(Photo object pointing records)

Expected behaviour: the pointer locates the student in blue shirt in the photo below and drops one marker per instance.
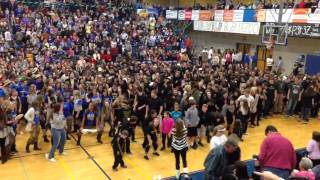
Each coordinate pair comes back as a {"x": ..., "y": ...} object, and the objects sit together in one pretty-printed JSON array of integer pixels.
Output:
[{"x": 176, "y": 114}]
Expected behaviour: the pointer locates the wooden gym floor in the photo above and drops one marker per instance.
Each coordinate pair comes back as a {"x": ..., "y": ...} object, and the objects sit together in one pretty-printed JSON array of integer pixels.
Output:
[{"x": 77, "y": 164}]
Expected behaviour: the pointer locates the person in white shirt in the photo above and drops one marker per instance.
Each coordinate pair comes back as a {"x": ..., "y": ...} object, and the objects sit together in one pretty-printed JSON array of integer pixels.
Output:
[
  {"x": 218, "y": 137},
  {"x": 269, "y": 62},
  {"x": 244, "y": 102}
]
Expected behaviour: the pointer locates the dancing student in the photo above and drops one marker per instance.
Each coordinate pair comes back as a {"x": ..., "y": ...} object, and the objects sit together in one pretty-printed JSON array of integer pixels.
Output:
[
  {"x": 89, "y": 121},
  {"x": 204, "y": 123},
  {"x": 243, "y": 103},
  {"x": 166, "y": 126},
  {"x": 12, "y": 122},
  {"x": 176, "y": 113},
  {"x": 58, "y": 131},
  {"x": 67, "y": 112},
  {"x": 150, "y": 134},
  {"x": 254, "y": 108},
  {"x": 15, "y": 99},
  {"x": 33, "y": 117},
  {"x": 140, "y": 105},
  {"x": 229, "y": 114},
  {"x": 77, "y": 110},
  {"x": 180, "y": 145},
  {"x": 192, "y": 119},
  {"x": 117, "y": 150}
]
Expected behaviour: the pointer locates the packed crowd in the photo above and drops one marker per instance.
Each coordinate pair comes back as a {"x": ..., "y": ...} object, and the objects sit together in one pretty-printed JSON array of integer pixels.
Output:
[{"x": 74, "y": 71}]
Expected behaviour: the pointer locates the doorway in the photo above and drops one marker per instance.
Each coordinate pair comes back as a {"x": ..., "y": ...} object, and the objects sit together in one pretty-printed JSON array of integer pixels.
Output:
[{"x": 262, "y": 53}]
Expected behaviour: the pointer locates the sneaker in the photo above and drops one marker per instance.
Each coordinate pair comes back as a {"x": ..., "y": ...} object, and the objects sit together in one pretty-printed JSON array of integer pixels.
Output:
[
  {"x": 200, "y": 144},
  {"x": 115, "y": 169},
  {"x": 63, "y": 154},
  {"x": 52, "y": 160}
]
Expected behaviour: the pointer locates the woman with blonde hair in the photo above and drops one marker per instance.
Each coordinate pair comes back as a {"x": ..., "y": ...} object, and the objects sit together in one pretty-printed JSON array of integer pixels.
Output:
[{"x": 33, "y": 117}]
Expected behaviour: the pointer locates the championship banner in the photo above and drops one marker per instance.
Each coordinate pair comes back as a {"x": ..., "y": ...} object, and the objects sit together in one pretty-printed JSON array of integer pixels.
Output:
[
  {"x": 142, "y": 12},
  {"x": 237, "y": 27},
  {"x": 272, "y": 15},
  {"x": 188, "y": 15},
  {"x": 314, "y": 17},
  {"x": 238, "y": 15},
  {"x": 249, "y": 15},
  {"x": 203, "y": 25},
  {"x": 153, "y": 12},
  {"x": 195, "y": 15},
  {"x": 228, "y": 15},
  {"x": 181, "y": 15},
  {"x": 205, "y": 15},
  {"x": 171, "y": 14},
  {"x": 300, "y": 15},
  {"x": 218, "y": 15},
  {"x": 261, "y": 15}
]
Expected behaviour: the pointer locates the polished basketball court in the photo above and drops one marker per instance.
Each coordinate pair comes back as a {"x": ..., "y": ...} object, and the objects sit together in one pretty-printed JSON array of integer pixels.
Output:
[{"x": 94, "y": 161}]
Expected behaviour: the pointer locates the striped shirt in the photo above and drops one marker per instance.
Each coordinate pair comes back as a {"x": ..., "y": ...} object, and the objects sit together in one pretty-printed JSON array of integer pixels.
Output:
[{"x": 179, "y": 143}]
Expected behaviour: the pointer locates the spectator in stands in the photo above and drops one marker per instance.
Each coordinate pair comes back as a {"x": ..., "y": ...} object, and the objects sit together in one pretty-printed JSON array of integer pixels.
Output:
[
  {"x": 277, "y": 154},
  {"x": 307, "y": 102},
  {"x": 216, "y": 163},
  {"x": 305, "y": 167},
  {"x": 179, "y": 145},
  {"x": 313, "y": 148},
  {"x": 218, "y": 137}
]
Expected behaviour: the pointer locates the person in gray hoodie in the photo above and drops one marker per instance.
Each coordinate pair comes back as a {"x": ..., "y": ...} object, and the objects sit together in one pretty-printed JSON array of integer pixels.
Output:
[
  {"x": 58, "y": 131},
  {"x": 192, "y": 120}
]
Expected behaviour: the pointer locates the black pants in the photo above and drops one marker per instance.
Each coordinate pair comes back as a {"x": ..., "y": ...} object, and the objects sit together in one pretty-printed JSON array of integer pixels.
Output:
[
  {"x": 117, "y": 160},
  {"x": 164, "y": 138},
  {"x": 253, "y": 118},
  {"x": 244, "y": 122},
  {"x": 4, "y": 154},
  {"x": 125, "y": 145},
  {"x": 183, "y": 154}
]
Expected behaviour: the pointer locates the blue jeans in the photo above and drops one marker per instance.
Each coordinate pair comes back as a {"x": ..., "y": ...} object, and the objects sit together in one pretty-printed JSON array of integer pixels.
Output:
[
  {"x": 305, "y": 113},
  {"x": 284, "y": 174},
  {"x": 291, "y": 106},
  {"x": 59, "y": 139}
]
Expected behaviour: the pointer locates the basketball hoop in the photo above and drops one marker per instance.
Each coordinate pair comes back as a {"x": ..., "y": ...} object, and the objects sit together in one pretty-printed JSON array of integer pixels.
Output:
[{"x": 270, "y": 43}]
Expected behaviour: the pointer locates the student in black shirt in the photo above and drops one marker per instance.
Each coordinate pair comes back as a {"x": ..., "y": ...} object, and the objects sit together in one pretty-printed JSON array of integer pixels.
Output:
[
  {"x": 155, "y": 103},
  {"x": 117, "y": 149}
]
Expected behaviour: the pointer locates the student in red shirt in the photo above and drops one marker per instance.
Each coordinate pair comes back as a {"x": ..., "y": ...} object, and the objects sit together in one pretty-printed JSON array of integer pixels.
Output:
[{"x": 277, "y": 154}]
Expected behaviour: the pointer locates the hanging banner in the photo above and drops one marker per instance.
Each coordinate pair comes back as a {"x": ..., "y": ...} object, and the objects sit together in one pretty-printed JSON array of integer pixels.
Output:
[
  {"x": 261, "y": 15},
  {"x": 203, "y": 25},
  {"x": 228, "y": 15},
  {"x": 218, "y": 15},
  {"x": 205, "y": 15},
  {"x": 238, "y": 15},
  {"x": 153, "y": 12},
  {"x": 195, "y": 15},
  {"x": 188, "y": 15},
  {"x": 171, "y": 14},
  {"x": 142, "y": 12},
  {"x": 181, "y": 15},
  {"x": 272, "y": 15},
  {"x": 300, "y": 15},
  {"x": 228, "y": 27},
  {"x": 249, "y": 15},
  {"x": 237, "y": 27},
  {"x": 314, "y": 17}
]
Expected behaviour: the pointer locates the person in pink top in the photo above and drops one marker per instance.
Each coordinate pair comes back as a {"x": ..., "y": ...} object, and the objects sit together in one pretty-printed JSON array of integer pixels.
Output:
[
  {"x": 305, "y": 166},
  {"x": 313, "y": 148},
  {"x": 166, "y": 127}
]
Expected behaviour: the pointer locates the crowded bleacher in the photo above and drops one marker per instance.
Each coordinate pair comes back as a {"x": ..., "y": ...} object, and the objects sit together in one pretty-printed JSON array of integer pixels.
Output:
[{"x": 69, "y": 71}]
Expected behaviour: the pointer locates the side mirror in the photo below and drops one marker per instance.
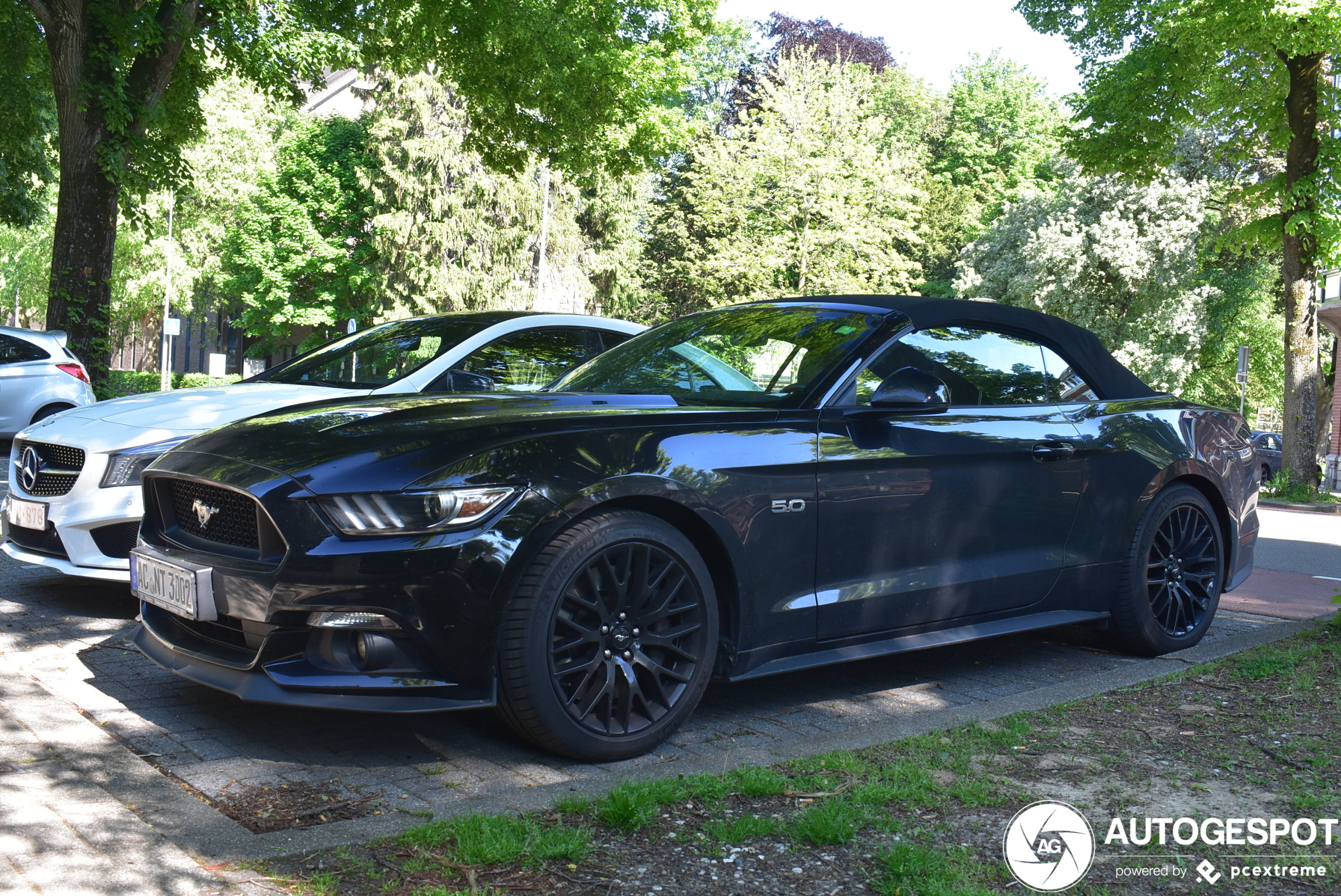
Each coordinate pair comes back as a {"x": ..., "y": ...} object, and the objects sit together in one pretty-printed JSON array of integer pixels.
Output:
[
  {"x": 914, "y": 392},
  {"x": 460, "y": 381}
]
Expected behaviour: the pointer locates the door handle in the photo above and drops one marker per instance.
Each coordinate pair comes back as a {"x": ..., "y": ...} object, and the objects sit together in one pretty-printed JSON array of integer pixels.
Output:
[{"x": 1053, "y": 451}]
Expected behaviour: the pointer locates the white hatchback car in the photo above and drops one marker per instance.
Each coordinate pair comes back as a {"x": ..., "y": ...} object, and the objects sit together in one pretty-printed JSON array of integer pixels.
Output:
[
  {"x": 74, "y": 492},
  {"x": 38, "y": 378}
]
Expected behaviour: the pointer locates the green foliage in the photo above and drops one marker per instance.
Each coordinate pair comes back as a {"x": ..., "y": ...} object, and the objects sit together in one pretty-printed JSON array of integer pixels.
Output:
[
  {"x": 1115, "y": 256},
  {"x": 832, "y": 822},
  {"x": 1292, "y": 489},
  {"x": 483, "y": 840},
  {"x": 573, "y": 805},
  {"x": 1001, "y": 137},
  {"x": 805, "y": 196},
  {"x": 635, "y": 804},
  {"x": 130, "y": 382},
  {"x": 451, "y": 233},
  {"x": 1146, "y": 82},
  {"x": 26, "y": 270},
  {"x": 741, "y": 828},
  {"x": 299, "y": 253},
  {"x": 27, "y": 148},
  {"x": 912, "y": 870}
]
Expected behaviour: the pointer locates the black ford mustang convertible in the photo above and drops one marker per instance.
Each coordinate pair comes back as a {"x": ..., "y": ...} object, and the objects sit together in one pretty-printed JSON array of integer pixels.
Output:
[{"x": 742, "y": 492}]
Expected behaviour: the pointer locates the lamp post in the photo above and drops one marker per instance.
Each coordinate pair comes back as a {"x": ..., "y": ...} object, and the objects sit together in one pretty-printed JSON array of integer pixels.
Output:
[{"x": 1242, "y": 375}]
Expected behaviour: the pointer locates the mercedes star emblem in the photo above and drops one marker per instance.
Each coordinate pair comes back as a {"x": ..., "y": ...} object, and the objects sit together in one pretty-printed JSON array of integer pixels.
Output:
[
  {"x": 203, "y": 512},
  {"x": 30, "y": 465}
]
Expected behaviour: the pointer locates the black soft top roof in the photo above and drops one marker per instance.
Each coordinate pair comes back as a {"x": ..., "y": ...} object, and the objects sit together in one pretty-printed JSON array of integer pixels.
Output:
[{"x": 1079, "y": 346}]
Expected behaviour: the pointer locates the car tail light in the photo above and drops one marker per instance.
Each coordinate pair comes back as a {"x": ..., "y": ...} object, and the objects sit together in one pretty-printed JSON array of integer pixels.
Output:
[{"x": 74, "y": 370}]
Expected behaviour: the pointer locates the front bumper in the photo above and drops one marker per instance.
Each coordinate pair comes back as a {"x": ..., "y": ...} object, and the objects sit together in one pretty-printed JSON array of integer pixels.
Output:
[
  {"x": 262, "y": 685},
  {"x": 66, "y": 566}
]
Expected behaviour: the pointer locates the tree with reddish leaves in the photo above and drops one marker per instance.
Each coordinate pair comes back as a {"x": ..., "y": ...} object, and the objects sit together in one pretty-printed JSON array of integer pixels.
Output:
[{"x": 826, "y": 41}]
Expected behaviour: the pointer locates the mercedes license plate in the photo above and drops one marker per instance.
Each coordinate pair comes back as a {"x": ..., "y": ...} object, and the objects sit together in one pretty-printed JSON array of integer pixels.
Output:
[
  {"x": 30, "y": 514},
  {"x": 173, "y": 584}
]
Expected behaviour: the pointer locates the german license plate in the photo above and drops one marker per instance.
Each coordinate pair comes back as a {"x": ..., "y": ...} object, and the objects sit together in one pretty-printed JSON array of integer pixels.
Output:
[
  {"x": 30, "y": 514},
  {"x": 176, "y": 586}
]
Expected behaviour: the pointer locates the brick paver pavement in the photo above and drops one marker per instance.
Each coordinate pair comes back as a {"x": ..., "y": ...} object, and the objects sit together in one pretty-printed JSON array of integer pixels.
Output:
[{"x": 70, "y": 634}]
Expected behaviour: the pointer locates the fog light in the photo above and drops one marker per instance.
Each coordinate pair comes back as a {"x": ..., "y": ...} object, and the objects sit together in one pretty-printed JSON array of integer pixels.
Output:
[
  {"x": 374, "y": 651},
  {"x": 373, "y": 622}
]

- **Task objective**
Reproduce exactly, with nothing added, the lines from the one that contains "Expected behaviour: the pointer locates the german" to the end of the data.

- **Output of the task**
Expected behaviour: the pointer locates the german license plate in the photo above and drops one marker per instance.
Each coordinate pair comes back as a {"x": ..., "y": ...} object, and the objects sit together in one pretty-printed JSON array of integer pixels.
Output:
[
  {"x": 30, "y": 514},
  {"x": 176, "y": 586}
]
Expected behaviour: the pointer locates the brick paver pavement in the photo above and drops one marker per instance.
Each coordinate pair comes back as a {"x": ..., "y": ...} object, and the objects sit together in one pretty-printed JSON array of integer pixels.
Output:
[{"x": 70, "y": 634}]
Expected behaviour: the pointer locates the fog light in the photo above and drops one marker per instance.
Each coordinate pair comes back as a {"x": ..., "y": ...} object, and the objects sit together in one pretty-printed JSON array of integer pixels.
Output:
[
  {"x": 374, "y": 651},
  {"x": 373, "y": 622}
]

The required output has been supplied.